— BEGIN RECORDS FOR THIS EXERCISE —

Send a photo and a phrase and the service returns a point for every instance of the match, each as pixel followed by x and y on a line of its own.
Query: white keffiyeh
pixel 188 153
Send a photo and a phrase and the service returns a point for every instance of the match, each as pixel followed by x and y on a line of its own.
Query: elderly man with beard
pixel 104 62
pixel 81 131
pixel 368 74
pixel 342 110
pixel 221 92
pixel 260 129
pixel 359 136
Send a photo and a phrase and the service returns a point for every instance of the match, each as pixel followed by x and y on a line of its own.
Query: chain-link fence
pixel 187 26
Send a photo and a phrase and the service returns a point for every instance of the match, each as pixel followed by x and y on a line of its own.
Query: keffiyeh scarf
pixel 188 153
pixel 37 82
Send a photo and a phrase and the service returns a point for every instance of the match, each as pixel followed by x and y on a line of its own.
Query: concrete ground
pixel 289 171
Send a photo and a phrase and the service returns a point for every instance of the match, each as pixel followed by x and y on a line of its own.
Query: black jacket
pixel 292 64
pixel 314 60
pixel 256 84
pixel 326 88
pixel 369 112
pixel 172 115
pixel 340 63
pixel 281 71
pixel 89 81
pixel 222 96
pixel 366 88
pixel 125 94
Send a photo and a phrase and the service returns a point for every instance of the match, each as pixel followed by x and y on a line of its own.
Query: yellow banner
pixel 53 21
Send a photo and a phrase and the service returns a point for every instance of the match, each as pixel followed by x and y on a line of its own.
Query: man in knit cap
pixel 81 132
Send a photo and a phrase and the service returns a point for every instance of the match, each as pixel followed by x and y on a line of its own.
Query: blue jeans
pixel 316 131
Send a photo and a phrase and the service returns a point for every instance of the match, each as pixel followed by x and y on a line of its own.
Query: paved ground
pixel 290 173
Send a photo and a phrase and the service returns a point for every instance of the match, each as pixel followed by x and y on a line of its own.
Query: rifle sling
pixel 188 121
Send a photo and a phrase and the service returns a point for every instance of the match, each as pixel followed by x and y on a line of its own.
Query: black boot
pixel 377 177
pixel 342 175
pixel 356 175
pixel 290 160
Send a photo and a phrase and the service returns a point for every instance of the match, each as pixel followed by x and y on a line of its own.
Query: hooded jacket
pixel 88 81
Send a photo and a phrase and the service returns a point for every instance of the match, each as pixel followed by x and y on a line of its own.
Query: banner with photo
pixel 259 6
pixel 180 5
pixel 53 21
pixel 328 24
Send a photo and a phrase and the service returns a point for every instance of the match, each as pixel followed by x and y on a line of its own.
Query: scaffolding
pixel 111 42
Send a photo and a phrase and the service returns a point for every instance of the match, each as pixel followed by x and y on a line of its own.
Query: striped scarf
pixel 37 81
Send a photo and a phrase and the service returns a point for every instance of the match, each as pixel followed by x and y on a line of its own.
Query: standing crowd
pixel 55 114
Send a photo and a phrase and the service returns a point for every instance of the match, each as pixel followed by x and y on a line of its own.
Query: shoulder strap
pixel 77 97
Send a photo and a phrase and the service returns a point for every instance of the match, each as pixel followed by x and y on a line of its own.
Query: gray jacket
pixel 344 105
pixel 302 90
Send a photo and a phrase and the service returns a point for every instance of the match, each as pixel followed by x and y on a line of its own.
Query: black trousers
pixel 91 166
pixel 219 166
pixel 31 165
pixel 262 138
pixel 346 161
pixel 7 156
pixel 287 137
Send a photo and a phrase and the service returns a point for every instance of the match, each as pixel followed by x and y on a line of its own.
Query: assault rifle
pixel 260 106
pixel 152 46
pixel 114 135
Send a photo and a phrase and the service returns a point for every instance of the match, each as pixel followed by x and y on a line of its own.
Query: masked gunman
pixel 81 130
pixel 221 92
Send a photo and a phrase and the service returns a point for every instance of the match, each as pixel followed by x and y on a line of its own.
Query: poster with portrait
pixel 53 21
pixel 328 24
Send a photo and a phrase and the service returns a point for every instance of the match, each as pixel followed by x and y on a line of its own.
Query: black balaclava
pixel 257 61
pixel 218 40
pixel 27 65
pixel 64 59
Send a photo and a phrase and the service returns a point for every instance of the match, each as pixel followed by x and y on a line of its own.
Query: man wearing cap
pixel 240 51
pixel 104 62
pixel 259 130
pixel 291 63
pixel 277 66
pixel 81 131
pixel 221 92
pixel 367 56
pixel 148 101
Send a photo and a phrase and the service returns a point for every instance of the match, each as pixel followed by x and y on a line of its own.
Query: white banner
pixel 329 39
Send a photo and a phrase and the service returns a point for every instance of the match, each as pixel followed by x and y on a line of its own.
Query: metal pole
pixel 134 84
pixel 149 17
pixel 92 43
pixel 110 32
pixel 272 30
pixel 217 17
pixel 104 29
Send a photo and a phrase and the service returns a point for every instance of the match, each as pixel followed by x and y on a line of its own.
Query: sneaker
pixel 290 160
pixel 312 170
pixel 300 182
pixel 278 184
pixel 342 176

— END RECORDS FOR THIS EXERCISE —

:: TASK TO CARRY OUT ::
Write out each line of the data above again, exactly as given.

:: CORRECT RESULT ::
Send a photo and a phrase and the service returns a point for every instance of the match, each as pixel followed by x and y on a line of its own.
Query: white keffiyeh
pixel 188 153
Send a photo and a phrase and the service returns a point for every instance of the match, each as pixel followed by x and y on a line of its own.
Query: elderly man with beard
pixel 104 62
pixel 81 131
pixel 368 74
pixel 342 110
pixel 221 92
pixel 260 129
pixel 359 136
Send a photo and a phrase and the service returns a point for every instance of the match, each as pixel followed by x and y on a line of its own.
Query: chain-link fence
pixel 187 26
Send a photo and a phrase and the service returns a point for every instance of the match, each as pixel followed by x and y on a line of its own.
Query: keffiyeh scarf
pixel 188 153
pixel 37 82
Send a photo and a phrase and the service returns a point for every instance of the match, each as pixel followed by x and y on a line of its own.
Query: concrete ground
pixel 289 171
Send a photo and a phrase and the service returns a point for every instance of the match, each as pixel followed by x and y on a line of its own.
Query: black jacket
pixel 292 64
pixel 314 60
pixel 256 84
pixel 326 88
pixel 369 112
pixel 172 115
pixel 340 63
pixel 281 71
pixel 89 81
pixel 222 96
pixel 366 88
pixel 125 94
Send a photo and a phrase and the service returns a point for every instance of the match, each as pixel followed by x and y on a line of its own.
Query: yellow banner
pixel 53 21
Send a photo and a phrase and the service returns a point for every instance of the match, each as pixel followed by x and y on a line of its own.
Query: man in knit cap
pixel 81 132
Send a photo and a phrase and the service returns a point for every instance of the match, each as pixel followed by x and y on a line of its own.
Query: blue jeans
pixel 316 131
Send a photo and a phrase and the service returns a point for every instance of the match, each as pixel followed by x and y on a line of its own.
Query: paved ground
pixel 290 173
Send a photo and a phrase and the service returns a point for every instance of the match, each as pixel followed by x and y on a line of its own.
Query: rifle sling
pixel 188 121
Send a photo and a phrase and the service returns a point for every instance of the match, each as pixel followed by x and y on a line of its own.
Query: black boot
pixel 377 177
pixel 342 175
pixel 356 175
pixel 290 160
Send a photo and a phrase and the service returns a point for every instance of the match, each as pixel followed by x and y on a line of its own.
Query: hooded jacket
pixel 88 81
Send a photo and a phrase and the service returns a point for every instance of the match, each as pixel followed by x and y on a line of its own.
Query: banner with photo
pixel 259 6
pixel 180 5
pixel 53 21
pixel 328 24
Send a photo and a phrase and the service returns a point for every instance of the match, each as pixel followed by x and y on a line of its own.
Query: scaffolding
pixel 111 42
Send a photo and a phrase and the service returns a point for every instance of the match, each as pixel followed by x and y on a line of its own.
Query: striped scarf
pixel 37 81
Send a photo and a phrase and the service returns a point for every instance of the match, each as pixel followed by x and y on a line of its own.
Query: standing crowd
pixel 55 114
Send a photo and a phrase and the service returns a point for every instance of the match, each as pixel followed by x and y on a line of its own.
Query: shoulder strap
pixel 77 97
Send a photo and a phrase and the service returns a point for every instance of the match, each as pixel followed by x and y on a line of its own.
Query: gray jacket
pixel 344 105
pixel 302 90
Send a photo and a phrase and the service returns a point for every instance of the match, each as pixel followed by x and y on a line of its own.
Query: black trousers
pixel 91 166
pixel 219 166
pixel 31 165
pixel 262 138
pixel 346 161
pixel 7 156
pixel 287 137
Send a photo and a phrase and the service returns a point for every instance of the match, each as pixel followed by x and y on a line of its own.
Query: assault rifle
pixel 260 106
pixel 152 46
pixel 114 135
Send a photo and a phrase and the service returns a point for every instance of the match, each as pixel followed by x and y on a line of its own.
Query: masked gunman
pixel 81 130
pixel 221 92
Send a photo and a phrase and the service returns a point for every instance of the match, each as pixel followed by x and y on a line of its own.
Query: poster with portrait
pixel 53 21
pixel 328 24
Send a photo and a phrase and the service returns a point for every instance of the match, each as pixel followed by x and y on a line of its own.
Query: black balaclava
pixel 257 61
pixel 218 40
pixel 27 65
pixel 64 59
Send a photo and a phrase and the service returns a point for every instance of the match, each as pixel followed by x and y on a line of its own.
Query: man wearing cap
pixel 240 51
pixel 104 62
pixel 259 130
pixel 291 63
pixel 277 66
pixel 81 131
pixel 221 92
pixel 367 56
pixel 148 101
Send a photo and a phrase and the service returns a point for every instance of the match, each as pixel followed by x and y on a line of its own.
Query: white banner
pixel 329 39
Send a photo and a phrase and the service returns a point for every instance of the match, each as pixel followed by x and y on a line of its own.
Query: metal pole
pixel 134 84
pixel 149 17
pixel 92 43
pixel 110 32
pixel 272 30
pixel 217 17
pixel 104 29
Send a photo and a phrase and the service returns a point for every instance of the match, each as pixel followed by x and y on a line of its own.
Query: sneaker
pixel 290 160
pixel 312 170
pixel 300 182
pixel 278 184
pixel 342 176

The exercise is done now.